- [Assignment]: Reproduce the lines from the start through the line holding "575L328 580L371 565V550L355", inclusive, with no changes.

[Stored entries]
------------------------------
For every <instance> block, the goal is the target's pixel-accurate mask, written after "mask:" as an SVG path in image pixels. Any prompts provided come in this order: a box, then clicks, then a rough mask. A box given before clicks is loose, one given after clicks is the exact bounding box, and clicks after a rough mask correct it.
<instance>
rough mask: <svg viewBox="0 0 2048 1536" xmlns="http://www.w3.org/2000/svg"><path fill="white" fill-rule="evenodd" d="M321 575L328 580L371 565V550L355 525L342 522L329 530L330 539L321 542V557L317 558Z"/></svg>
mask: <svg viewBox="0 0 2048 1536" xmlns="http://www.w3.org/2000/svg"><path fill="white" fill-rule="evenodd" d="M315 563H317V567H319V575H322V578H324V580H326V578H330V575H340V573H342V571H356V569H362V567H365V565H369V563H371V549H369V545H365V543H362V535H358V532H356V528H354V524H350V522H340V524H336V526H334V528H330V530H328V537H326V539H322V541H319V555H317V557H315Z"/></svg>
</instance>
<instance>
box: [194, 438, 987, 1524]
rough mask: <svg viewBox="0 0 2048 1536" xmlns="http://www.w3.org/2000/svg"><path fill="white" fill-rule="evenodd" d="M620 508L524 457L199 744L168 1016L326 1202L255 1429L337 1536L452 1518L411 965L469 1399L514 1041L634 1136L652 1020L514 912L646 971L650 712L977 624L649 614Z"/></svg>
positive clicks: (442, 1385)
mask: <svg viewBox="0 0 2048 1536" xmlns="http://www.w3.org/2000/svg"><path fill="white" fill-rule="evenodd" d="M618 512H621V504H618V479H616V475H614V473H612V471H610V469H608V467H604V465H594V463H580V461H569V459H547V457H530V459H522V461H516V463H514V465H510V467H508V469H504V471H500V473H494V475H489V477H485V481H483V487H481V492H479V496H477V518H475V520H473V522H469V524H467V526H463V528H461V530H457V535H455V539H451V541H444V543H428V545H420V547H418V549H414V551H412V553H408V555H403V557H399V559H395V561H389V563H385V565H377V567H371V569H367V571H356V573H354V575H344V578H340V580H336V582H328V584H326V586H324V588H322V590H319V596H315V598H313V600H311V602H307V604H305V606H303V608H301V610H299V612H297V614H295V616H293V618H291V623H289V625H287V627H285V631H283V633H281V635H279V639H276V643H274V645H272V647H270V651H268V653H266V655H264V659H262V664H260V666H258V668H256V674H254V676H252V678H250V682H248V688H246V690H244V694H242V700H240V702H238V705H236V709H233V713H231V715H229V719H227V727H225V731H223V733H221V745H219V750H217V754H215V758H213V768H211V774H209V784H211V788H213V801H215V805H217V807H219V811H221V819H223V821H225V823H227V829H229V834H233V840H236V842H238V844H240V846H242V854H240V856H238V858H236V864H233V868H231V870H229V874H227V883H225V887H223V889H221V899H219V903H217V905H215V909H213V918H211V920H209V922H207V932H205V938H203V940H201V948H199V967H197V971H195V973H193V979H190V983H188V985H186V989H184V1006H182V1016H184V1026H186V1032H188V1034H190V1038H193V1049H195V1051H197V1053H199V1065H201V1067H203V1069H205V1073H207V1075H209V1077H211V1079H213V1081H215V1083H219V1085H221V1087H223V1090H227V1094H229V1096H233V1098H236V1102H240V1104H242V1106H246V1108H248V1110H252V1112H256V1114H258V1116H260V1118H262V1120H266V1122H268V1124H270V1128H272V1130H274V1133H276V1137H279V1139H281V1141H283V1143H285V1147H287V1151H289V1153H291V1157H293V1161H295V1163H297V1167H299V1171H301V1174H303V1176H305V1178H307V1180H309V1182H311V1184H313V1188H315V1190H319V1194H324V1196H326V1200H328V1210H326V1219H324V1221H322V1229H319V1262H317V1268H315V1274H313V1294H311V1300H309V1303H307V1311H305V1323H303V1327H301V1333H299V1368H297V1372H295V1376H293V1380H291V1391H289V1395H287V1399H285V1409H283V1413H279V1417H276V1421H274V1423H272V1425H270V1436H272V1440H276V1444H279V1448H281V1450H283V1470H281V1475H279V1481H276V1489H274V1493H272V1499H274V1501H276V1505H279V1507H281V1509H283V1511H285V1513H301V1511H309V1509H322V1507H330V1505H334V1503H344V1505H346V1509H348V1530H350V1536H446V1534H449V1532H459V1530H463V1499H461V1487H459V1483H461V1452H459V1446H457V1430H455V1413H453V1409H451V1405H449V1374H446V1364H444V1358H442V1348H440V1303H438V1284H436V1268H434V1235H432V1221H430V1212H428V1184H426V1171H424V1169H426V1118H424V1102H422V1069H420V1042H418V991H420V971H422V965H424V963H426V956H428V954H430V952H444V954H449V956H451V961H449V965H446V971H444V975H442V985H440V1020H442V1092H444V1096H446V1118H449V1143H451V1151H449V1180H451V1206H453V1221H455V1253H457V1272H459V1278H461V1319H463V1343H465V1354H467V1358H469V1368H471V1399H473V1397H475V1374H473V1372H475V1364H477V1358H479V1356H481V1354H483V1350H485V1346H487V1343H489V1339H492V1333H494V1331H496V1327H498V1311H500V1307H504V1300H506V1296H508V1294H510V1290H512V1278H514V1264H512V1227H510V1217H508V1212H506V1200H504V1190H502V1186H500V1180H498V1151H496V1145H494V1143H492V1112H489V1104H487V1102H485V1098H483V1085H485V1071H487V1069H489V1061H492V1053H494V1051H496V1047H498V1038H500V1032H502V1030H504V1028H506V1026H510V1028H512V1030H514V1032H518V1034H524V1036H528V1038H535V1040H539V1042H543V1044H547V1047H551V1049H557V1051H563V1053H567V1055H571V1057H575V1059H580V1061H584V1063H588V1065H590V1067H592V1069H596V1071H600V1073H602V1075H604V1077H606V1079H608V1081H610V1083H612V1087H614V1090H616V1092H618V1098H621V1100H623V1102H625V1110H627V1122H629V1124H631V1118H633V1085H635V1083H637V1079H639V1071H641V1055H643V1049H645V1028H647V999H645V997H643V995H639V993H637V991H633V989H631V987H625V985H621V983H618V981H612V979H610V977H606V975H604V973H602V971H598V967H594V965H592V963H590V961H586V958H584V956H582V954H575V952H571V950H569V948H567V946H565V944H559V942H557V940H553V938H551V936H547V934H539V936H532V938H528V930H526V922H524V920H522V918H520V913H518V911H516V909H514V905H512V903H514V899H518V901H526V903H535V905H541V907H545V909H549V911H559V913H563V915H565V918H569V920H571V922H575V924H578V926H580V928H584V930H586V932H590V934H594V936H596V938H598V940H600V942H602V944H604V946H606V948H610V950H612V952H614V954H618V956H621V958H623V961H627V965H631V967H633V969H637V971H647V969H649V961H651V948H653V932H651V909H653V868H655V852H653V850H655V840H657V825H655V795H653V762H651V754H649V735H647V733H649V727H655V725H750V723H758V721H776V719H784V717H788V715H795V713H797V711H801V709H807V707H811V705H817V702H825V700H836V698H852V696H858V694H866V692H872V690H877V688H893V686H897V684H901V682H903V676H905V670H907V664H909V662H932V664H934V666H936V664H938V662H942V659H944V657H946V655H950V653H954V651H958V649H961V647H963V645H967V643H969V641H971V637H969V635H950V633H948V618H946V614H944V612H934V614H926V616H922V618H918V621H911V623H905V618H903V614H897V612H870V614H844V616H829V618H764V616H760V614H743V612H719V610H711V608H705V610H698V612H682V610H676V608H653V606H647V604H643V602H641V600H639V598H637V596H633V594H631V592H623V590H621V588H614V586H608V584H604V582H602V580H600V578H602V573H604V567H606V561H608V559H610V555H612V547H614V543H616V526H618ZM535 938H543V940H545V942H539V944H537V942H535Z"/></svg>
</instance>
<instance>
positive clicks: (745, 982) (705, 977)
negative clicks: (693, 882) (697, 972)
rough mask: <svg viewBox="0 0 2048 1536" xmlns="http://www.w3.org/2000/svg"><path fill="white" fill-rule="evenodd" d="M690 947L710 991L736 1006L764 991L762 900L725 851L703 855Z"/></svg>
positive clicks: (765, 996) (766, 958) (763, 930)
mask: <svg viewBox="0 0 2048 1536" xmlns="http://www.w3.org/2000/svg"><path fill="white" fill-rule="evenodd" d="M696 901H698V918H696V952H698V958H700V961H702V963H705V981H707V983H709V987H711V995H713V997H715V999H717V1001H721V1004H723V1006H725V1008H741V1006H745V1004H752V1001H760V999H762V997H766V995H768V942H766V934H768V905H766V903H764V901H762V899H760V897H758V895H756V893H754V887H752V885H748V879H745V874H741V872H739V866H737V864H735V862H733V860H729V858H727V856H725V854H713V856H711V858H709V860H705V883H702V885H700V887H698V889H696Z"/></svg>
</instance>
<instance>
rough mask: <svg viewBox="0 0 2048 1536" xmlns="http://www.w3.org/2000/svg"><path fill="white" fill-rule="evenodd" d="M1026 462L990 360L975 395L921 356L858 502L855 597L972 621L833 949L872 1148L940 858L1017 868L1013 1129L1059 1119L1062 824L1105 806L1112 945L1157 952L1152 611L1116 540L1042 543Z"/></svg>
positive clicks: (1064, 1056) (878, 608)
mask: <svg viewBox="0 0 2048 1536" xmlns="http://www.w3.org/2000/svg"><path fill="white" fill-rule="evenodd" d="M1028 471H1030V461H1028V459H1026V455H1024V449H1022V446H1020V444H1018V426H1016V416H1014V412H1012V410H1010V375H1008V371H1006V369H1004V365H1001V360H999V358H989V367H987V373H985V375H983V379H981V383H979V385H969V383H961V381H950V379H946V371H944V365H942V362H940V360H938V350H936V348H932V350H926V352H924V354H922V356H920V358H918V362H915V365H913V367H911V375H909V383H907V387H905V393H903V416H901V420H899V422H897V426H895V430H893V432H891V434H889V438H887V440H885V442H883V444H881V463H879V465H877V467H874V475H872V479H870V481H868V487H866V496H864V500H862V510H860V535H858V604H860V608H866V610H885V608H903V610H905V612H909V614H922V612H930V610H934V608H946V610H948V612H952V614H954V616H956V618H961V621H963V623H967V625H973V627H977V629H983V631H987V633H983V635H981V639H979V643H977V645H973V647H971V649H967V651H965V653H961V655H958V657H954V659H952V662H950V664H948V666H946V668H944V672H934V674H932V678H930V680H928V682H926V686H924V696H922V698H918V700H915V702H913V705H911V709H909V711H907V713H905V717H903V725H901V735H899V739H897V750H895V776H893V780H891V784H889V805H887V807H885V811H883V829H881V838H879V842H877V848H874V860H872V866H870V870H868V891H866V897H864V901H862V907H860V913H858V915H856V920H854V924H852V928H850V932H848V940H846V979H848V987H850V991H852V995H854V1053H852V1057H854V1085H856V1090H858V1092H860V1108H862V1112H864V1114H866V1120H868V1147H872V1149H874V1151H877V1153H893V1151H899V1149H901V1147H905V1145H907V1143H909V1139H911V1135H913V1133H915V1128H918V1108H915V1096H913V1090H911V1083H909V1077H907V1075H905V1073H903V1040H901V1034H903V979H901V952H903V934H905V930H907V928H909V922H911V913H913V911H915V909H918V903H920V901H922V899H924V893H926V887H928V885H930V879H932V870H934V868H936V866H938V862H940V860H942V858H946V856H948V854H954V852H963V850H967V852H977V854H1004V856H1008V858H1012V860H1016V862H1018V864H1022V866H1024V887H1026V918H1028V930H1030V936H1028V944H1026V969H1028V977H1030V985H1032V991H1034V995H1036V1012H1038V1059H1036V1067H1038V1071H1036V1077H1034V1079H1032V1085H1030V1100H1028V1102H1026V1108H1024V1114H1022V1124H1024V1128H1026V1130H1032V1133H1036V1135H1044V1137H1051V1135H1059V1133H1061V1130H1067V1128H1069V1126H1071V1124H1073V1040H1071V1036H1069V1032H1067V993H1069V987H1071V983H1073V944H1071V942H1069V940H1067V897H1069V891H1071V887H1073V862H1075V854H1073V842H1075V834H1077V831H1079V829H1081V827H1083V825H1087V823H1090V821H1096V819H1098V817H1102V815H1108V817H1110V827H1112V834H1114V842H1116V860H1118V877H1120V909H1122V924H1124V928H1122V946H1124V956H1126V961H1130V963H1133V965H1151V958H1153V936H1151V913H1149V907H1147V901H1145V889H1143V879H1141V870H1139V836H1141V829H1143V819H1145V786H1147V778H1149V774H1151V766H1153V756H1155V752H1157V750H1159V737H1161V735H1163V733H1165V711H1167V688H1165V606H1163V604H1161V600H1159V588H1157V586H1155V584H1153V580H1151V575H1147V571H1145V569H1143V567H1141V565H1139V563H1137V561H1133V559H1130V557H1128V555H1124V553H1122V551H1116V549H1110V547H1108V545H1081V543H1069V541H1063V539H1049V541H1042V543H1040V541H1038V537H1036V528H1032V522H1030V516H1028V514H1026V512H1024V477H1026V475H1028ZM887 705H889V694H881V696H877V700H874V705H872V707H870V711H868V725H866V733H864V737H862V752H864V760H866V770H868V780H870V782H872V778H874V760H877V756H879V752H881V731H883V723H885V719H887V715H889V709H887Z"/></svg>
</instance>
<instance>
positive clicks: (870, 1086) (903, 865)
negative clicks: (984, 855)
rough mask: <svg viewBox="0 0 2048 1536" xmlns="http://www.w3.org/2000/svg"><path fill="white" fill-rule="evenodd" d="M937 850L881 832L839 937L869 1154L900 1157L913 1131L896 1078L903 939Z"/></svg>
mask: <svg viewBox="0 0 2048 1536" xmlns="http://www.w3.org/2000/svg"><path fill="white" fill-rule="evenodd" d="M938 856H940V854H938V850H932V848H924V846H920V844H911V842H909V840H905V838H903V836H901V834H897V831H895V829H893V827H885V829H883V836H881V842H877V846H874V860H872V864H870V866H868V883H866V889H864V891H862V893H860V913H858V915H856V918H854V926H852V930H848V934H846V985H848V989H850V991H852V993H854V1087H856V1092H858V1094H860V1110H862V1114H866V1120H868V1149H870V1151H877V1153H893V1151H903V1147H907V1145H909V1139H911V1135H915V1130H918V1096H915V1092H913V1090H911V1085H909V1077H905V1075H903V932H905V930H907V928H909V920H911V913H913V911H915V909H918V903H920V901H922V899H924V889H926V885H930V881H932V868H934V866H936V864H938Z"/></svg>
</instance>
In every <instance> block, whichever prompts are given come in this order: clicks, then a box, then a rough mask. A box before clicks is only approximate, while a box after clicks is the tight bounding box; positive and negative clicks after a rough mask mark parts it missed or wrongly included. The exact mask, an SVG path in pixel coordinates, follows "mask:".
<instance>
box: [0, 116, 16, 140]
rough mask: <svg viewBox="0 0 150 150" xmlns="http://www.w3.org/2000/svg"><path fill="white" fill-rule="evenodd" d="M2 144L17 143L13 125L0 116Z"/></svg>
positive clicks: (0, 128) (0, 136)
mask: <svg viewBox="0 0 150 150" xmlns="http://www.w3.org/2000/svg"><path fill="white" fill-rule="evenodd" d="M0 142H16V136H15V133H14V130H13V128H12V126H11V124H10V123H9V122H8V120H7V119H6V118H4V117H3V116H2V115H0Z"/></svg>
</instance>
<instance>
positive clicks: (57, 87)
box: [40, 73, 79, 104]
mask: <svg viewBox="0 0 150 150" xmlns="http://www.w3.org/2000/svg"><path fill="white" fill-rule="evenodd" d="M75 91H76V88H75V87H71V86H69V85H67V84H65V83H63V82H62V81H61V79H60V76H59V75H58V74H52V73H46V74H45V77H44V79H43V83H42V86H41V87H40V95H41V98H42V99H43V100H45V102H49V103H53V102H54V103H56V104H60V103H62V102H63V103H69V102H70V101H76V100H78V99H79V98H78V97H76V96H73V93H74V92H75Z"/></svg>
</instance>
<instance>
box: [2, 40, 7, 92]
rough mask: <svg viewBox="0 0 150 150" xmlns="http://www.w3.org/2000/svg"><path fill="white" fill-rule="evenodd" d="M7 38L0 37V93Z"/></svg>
------------------------------
- [Solution to the exercise]:
For every <instance> block, the goal is the target's pixel-accurate mask, written after "mask:" as an SVG path in image pixels. Any prompts provided come in this order: a box, then clicks, then a rough mask. A box given before clicks is loose, one given after clicks is the exact bounding box, and clicks after a rough mask correct it.
<instance>
rough mask: <svg viewBox="0 0 2048 1536" xmlns="http://www.w3.org/2000/svg"><path fill="white" fill-rule="evenodd" d="M321 575L328 580L371 565V550L355 525L342 522L329 530L330 539L321 542V557L317 558Z"/></svg>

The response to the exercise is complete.